------ Material to process ------

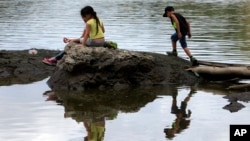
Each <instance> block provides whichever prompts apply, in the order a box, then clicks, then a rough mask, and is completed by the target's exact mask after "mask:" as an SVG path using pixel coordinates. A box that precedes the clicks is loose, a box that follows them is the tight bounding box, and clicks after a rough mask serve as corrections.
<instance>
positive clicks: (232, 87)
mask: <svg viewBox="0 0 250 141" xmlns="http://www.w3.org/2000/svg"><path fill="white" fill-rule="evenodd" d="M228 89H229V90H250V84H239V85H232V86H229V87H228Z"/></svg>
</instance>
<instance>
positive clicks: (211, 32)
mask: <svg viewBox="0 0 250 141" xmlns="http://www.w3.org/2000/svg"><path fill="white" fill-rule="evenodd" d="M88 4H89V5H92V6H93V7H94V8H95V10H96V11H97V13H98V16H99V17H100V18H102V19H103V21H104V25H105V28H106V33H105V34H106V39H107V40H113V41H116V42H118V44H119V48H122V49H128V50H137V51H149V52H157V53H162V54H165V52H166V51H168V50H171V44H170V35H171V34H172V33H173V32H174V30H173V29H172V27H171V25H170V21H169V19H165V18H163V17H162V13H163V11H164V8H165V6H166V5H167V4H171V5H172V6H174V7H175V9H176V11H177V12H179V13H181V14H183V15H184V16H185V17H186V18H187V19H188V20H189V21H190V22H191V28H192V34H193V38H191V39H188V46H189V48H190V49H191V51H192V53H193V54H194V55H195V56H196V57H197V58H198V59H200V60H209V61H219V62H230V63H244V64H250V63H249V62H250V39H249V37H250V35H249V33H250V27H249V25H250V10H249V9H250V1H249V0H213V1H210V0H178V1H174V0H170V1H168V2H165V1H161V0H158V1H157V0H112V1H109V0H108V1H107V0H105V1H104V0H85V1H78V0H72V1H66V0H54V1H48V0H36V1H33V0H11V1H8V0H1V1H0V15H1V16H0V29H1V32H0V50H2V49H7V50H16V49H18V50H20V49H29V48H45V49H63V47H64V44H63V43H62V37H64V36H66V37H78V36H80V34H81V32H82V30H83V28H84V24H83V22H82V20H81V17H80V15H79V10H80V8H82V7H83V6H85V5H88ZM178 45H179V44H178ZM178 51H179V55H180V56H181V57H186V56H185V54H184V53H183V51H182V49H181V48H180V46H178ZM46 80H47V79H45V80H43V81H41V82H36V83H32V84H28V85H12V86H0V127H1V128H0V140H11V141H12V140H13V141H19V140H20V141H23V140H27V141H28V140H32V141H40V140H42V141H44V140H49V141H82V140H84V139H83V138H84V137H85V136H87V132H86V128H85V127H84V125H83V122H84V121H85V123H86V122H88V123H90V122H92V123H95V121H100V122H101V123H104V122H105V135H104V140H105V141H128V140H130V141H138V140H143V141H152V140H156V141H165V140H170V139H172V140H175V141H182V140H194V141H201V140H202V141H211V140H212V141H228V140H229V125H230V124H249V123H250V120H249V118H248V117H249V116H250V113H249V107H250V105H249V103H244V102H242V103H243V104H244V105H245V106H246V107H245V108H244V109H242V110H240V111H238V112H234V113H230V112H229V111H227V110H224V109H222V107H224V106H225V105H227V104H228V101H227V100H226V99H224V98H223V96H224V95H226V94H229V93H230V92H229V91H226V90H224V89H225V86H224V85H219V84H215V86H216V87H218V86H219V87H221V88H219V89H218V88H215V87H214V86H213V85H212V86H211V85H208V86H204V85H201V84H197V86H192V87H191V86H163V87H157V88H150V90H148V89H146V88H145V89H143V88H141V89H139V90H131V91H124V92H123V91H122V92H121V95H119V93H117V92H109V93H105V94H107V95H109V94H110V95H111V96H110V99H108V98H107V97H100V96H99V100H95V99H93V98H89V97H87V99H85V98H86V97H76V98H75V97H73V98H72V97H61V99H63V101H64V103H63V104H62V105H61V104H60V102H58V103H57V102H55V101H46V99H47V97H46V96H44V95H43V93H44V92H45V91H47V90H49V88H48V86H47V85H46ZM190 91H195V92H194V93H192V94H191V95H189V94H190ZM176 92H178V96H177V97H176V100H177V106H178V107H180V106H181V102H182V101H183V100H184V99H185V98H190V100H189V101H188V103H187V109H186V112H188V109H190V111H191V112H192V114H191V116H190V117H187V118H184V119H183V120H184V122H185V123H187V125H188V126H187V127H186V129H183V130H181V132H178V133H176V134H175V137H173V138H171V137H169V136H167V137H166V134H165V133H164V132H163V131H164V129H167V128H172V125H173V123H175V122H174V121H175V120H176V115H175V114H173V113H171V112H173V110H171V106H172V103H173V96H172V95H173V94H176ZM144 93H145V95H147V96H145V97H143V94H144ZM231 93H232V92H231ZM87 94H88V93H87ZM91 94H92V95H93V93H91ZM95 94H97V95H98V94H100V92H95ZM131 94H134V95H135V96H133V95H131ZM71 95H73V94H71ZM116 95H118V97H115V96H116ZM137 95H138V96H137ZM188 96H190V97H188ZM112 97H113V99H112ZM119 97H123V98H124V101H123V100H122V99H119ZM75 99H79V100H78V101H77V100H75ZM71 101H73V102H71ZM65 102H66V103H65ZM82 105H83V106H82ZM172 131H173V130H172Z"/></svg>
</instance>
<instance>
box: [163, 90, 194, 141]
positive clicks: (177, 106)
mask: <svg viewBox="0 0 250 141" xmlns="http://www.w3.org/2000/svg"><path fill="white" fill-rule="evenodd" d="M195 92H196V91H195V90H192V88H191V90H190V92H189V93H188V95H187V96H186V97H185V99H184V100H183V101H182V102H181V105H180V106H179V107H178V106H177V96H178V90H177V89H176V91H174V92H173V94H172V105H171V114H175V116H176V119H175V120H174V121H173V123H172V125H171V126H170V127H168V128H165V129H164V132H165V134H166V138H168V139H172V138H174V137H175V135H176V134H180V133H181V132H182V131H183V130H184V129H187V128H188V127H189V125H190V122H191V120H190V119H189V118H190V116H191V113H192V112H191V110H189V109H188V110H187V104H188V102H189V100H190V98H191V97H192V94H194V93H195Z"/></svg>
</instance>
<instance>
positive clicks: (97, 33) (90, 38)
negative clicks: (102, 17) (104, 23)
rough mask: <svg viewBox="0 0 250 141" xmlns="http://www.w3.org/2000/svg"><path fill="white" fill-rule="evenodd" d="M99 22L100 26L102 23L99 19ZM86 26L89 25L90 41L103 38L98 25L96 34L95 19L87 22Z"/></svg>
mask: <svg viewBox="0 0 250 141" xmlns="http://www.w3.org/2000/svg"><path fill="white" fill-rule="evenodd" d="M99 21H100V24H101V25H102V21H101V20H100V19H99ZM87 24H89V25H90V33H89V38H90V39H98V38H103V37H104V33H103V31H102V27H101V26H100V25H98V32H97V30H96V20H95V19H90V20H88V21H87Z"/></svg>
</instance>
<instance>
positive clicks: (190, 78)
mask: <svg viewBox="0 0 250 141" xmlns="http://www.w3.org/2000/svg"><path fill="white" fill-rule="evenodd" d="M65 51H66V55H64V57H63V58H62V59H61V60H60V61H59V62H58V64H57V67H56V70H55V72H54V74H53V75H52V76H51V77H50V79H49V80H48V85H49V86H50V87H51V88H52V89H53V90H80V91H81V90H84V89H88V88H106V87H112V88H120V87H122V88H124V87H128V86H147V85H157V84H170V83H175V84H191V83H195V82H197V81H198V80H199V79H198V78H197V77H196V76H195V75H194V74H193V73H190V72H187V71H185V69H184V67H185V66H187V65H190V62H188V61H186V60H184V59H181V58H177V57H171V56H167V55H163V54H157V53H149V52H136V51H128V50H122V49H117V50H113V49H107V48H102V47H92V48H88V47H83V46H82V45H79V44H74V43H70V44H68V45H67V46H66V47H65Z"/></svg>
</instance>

------

*Work to be completed*:
Collect every line of the records that contains the word "positive", treating case as significant.

*Problem solution*:
positive clicks: (232, 87)
positive clicks: (211, 32)
positive clicks: (177, 106)
positive clicks: (97, 33) (90, 38)
positive clicks: (190, 78)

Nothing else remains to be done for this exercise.